__Short problem__: Recast the part of the records that opens with the line containing "Target: building wall" and runs through the end of the records as a JSON list of strings, one string per line and blank lines left out, with both ends included.

__Data for this exercise__:
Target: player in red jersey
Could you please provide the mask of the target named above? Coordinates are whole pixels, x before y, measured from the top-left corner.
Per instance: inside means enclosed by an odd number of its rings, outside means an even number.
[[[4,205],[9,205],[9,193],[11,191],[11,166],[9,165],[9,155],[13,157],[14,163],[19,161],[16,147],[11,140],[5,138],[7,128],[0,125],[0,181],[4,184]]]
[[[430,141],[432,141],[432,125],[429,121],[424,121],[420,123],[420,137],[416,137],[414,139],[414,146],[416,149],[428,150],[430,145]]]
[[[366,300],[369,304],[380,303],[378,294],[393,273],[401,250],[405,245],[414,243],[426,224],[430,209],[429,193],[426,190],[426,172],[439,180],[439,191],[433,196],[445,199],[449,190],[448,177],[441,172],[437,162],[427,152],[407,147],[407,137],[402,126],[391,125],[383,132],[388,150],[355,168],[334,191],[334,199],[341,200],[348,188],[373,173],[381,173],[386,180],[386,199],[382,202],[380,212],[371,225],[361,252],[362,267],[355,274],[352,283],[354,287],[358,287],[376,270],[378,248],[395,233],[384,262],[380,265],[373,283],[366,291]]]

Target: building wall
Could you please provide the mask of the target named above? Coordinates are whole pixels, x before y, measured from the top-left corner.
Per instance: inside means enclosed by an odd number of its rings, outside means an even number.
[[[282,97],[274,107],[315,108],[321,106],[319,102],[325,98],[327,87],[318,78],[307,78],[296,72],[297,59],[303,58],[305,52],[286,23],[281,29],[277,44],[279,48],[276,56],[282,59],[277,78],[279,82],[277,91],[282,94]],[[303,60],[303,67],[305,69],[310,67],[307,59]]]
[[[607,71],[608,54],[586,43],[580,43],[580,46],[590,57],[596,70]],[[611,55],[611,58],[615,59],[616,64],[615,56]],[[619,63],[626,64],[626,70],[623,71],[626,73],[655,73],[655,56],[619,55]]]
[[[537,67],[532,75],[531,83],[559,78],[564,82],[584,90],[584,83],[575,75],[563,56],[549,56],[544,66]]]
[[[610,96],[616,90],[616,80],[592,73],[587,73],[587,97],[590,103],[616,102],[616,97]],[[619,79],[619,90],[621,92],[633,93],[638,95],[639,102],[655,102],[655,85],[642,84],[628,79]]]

__Output of the exercise__:
[
  "Target: building wall",
  "Could you please provide the mask of the target named above? Coordinates are whole pixels, x before y, measured from the top-left corner.",
  "Per instance: inside means enclosed by an odd number of its rings, outside means an even number.",
  "[[[282,97],[274,107],[315,108],[321,106],[319,102],[325,98],[327,87],[318,78],[307,78],[296,72],[297,59],[303,58],[305,52],[286,23],[281,29],[277,44],[279,48],[276,56],[282,59],[277,78],[279,82],[277,91],[282,94]],[[303,60],[303,67],[305,69],[310,67],[307,59]]]",
  "[[[607,71],[608,54],[586,43],[580,43],[580,46],[590,57],[596,70]],[[611,55],[611,58],[615,59],[616,64],[615,56]],[[619,63],[626,64],[626,70],[623,71],[626,73],[655,73],[655,56],[619,55]]]",
  "[[[537,67],[532,75],[531,83],[559,78],[564,82],[584,90],[584,83],[575,75],[563,56],[549,56],[544,66]]]",
  "[[[610,96],[616,90],[616,80],[592,73],[587,73],[587,97],[590,103],[616,102],[616,97]],[[619,79],[619,90],[621,92],[633,93],[638,95],[639,102],[655,102],[655,85],[642,84],[628,79]]]"
]